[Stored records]
== Segment start ==
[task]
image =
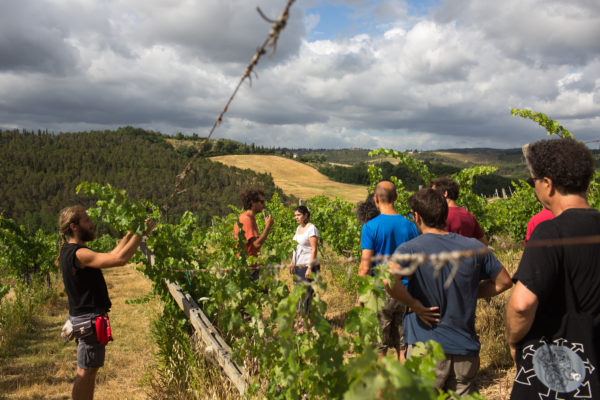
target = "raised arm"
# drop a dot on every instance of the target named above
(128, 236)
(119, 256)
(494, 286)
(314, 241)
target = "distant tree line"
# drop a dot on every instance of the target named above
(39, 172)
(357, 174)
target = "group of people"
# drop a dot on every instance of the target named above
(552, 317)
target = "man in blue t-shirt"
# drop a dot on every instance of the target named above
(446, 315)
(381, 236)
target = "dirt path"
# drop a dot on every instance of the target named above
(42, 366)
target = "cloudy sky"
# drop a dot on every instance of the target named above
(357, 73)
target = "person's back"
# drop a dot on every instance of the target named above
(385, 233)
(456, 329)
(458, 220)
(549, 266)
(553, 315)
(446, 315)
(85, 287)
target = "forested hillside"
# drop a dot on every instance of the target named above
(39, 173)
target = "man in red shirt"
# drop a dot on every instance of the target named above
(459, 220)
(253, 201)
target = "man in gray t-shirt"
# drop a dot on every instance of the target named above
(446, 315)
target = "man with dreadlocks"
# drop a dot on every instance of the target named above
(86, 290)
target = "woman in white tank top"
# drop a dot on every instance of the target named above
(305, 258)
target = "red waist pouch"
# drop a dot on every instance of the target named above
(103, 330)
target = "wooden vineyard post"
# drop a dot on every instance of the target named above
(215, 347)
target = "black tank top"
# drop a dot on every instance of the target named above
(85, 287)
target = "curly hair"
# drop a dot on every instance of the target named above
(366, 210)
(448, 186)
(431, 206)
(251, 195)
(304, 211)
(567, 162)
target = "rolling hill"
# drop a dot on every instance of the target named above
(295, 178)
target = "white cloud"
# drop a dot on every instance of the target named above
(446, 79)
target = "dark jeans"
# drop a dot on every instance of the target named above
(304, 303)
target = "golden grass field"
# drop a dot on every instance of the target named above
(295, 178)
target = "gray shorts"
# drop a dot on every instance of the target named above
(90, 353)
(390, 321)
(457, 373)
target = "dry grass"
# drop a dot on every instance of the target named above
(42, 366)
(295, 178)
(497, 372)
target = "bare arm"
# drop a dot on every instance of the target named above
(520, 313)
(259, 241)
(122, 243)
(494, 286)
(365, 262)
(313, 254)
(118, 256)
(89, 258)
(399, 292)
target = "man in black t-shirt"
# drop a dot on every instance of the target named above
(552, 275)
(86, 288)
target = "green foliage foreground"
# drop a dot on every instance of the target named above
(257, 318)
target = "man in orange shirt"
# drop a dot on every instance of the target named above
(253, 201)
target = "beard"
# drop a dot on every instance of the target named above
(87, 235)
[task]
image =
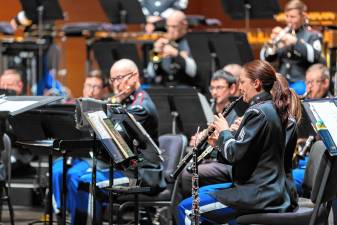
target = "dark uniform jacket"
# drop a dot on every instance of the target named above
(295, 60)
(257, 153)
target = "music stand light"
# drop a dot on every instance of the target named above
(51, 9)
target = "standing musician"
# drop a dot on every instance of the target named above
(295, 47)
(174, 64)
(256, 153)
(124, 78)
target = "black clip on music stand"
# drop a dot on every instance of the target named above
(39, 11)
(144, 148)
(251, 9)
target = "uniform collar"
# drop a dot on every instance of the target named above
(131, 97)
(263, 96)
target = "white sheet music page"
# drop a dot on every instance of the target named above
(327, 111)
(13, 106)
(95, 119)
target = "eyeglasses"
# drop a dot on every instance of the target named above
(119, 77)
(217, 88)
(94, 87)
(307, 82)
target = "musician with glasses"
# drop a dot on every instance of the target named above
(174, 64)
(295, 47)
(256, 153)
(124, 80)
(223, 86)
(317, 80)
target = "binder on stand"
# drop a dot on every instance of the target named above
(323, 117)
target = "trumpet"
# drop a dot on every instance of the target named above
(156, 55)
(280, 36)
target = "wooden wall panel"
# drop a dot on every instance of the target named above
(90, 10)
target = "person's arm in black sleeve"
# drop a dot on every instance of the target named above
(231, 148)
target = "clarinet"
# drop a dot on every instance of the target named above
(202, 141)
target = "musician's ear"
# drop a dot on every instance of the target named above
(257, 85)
== Segment end ==
▸ Exercise prompt
Write the entries out again exactly as they appear, with the pictures omitted.

▸ Result
[task]
image =
target = "raised arm"
# drop a dot on every instance of the target named above
(128, 236)
(119, 256)
(494, 286)
(314, 241)
target = "distant tree line"
# drop a dot on every instance of the target named above
(39, 172)
(357, 174)
target = "group of people"
# drop a dot on every instance of the target named above
(552, 317)
target = "man in blue t-shirt"
# drop a dot on every instance of the target named above
(446, 315)
(381, 236)
target = "dirt path"
# drop a dot on every instance of the target named above
(42, 366)
target = "cloudy sky"
# drop a dot on every instance of the target named above
(357, 73)
target = "person's back"
# drop a dot on every instance of the target named above
(385, 233)
(456, 329)
(458, 220)
(549, 266)
(553, 315)
(446, 315)
(85, 287)
target = "forested hillside"
# drop a dot on every instance of the target named above
(39, 173)
target = "man in red shirt"
# drop a dot on every instance of the target named above
(459, 220)
(253, 201)
target = "man in gray t-shirt"
# drop a dot on every instance of the target named above
(446, 315)
target = "man with dreadlocks"
# drop a dot on every instance of the target named above
(86, 290)
target = "woman in white tank top"
# drop a dot on every instance of the target named above
(305, 258)
target = "red waist pouch"
# drop a dot on every instance of the target named above
(103, 330)
target = "wooden vineyard post"
# drop a dot on every instance of the target named above
(215, 347)
target = "black tank top"
# drop a dot on every instance of the target named above
(85, 287)
target = "curly hair"
# drop a dot on every instance of the target named above
(366, 210)
(448, 186)
(431, 206)
(251, 195)
(304, 211)
(567, 162)
target = "rolling hill"
# drop a dot on every instance of the target named above
(295, 178)
target = "white cloud"
# drop a dot on every instance of the target named above
(446, 79)
target = "dark jeans"
# drop a dot on every instance of the target named above
(304, 303)
target = "golden grass field"
# drop a dot on every instance of the target named above
(295, 178)
target = "gray shorts"
# drop a dot on every instance of the target named above
(90, 353)
(390, 321)
(457, 373)
target = "dry grass"
# drop a dot on every instance of the target named above
(42, 366)
(295, 178)
(497, 372)
target = "bare arm"
# drop a dot on every instance of the target named above
(520, 313)
(259, 241)
(122, 243)
(494, 286)
(365, 262)
(313, 254)
(118, 256)
(89, 258)
(399, 292)
target = "man in black t-shirt"
# drop a dot on every instance of the target named above
(552, 275)
(86, 288)
target = "green foliage foreground"
# drop a dot on every instance of the target named above
(257, 318)
target = "man in orange shirt"
# drop a dot on every instance of the target named above
(253, 201)
target = "beard"
# drop a dot on every instance of the target named above
(87, 235)
[task]
image =
target = "dark uniform jacket"
# drop a dot on every instance of the target named above
(295, 60)
(257, 153)
target = "music stand light"
# drop a dot on every instance of the target named above
(51, 9)
target = "standing musician"
# drop a dot on every instance of the target named above
(295, 47)
(174, 64)
(256, 153)
(124, 78)
target = "black clip on music stand"
# drop a dot on every instance of the target named above
(39, 11)
(144, 148)
(251, 9)
target = "uniform collar"
# drop a dot on every instance of the target named above
(131, 97)
(263, 96)
target = "white sheet music page"
# drop a dot on every instance of the target named above
(327, 111)
(13, 106)
(95, 119)
target = "eyeglasses"
# drop a dot on every instance of the target named above
(119, 77)
(217, 88)
(94, 87)
(307, 82)
target = "musician with glasses"
# drop a dot on every instance of the target named above
(174, 64)
(295, 47)
(256, 153)
(124, 80)
(223, 86)
(317, 80)
target = "binder on stand"
# drop a dot on every instance of the target named above
(323, 117)
target = "trumpet"
# drop a dot on every instance of the target named above
(156, 55)
(280, 36)
target = "wooden wall panel"
# drop a dot on every instance of the target named above
(90, 10)
target = "person's arm in black sleeve"
# drop a dot on every instance of the target named above
(231, 148)
target = "clarinet"
# drop a dot on every instance of the target named above
(202, 141)
target = "musician's ear"
# drop a dot on every instance of the target named above
(257, 85)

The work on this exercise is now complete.